Starting with the line containing "TARGET: tree line background" and continuing through the end of the records, rewrite those lines with "side mirror" changed to "wing mirror" and everything else left as it is.
+++
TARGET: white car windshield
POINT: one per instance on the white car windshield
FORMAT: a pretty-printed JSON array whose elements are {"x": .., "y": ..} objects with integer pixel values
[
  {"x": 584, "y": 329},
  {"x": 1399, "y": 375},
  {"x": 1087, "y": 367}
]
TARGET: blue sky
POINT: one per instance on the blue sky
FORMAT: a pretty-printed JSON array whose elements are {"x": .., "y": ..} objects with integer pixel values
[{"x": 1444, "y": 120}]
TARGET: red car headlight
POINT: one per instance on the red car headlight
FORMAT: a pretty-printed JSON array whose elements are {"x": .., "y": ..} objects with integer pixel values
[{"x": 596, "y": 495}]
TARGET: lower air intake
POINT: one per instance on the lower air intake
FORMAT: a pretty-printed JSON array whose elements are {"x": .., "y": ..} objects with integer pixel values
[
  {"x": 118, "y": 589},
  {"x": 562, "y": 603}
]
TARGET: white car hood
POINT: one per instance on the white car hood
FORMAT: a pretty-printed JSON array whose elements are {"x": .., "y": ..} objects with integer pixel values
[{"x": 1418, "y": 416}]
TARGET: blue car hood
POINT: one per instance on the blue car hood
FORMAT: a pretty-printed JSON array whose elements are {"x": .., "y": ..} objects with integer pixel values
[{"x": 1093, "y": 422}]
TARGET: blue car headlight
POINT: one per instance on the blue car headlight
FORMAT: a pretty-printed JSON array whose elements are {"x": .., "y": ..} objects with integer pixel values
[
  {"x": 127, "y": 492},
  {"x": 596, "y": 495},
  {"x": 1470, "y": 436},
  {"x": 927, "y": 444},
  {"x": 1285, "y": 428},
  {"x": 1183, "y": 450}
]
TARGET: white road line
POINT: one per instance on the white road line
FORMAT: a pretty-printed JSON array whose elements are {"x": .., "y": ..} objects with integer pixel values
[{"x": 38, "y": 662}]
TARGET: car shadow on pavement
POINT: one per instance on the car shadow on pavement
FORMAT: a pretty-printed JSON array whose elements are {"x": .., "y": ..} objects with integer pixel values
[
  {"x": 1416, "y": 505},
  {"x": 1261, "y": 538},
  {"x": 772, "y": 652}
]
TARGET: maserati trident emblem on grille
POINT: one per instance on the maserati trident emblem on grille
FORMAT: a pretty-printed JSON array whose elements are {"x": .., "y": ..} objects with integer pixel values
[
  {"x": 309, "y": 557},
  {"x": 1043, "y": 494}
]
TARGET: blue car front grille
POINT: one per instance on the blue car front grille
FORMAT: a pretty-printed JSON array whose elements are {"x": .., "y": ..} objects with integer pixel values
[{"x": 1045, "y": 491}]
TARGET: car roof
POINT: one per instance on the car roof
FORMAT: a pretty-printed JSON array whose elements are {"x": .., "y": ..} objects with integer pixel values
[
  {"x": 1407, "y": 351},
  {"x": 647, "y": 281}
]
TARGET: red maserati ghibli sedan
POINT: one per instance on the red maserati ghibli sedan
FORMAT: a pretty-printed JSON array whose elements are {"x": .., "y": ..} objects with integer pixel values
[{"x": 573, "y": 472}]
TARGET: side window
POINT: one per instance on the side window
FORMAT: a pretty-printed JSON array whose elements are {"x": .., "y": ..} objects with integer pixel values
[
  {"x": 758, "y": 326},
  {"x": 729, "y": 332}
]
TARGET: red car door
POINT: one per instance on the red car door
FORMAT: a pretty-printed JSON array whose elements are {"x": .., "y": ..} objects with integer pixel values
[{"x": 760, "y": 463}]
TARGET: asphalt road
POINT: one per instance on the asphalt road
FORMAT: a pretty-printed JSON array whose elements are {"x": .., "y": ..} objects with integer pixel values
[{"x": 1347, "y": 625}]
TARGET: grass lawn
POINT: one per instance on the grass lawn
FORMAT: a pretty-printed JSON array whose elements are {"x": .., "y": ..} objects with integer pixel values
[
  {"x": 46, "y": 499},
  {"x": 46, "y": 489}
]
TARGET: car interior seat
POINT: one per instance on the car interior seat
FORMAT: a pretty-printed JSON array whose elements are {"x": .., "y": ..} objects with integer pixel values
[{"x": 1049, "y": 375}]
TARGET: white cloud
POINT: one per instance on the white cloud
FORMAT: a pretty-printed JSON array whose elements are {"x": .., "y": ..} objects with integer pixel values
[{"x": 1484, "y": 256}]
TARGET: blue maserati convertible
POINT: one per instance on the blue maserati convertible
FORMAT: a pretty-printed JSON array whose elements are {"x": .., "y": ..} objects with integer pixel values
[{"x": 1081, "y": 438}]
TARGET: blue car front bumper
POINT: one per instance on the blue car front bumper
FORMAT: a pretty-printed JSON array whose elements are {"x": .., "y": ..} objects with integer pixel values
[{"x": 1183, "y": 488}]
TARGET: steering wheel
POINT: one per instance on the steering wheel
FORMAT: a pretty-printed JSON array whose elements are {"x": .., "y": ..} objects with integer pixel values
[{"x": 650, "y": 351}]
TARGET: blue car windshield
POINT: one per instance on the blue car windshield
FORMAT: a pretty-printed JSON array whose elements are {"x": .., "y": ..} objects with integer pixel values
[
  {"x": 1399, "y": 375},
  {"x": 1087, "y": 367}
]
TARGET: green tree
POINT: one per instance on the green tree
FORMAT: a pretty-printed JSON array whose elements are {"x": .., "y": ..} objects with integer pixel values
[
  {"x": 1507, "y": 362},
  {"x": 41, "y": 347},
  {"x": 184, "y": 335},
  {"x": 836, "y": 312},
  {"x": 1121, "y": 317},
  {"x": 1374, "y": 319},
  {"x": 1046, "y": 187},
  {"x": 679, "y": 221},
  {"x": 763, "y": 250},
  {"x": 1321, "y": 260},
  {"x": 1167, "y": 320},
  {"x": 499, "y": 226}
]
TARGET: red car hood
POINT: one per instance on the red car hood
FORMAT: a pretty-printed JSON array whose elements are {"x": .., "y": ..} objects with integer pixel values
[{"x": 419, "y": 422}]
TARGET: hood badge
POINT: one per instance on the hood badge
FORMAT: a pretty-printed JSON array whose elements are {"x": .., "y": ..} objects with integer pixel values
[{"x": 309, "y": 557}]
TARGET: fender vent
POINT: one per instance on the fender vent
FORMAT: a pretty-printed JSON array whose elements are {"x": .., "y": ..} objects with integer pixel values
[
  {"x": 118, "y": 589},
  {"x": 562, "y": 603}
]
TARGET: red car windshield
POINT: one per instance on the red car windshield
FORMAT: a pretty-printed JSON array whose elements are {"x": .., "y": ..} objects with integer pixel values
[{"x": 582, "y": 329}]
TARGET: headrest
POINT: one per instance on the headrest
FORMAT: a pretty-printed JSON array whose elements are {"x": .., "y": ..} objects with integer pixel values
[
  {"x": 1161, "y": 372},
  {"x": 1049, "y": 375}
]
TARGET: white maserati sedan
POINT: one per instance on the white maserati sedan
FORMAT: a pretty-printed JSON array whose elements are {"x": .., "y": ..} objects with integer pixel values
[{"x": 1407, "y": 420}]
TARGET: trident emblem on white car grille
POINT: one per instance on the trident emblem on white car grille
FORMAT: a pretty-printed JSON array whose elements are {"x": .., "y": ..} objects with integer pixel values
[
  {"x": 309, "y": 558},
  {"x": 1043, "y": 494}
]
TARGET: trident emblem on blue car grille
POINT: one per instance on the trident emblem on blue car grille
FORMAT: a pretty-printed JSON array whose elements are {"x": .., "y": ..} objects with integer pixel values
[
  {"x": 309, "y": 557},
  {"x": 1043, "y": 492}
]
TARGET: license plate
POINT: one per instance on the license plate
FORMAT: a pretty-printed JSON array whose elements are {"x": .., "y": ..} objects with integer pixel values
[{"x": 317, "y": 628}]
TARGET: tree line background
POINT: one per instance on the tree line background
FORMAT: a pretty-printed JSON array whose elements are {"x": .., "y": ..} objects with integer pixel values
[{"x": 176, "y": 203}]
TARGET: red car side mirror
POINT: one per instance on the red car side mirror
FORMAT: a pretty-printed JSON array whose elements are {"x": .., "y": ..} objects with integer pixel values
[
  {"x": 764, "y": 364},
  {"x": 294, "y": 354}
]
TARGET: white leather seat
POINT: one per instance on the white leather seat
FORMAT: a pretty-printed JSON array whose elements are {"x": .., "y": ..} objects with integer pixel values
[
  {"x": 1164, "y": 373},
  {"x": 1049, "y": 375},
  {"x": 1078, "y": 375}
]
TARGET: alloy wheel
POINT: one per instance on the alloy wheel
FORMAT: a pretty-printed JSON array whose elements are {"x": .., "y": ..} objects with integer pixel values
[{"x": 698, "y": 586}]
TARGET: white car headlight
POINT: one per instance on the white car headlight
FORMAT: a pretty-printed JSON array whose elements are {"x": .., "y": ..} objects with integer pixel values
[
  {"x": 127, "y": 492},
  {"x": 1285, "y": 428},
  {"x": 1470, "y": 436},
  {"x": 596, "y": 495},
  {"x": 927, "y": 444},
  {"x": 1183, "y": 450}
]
+++
Output:
TARGET: tree line background
POINT: one per instance on the tree line background
FORMAT: a pretty-printed JSON array whose elements are {"x": .., "y": ..} objects with integer pixel values
[{"x": 176, "y": 203}]
TARGET: red car wing mirror
POINT: one per instance on the red car wing mirror
FORMAT: a pretty-printed JSON array whose elements are {"x": .., "y": ..} objects with integer pixel values
[
  {"x": 764, "y": 364},
  {"x": 294, "y": 354}
]
TARGET: white leather seat
POINT: one per instance on the white leather seat
FORMAT: a pretty-printed JSON array whose elements are {"x": .., "y": ..} objects with integer pixel values
[
  {"x": 1164, "y": 373},
  {"x": 1049, "y": 375},
  {"x": 1078, "y": 375}
]
TARGET: alloy wheel
POINT: one per instance on the alloy wheel
FORMAT: a pretty-printed JSON array whose elements are {"x": .., "y": ..} objects with integer pixel values
[{"x": 698, "y": 586}]
TARGET: white car headlight
POINT: one per instance on the white car headlight
FORMAT: a pretty-printed JSON array whose elements are {"x": .., "y": ..} objects with integer pixel values
[
  {"x": 127, "y": 492},
  {"x": 1285, "y": 428},
  {"x": 1470, "y": 436},
  {"x": 596, "y": 495},
  {"x": 927, "y": 444},
  {"x": 1183, "y": 450}
]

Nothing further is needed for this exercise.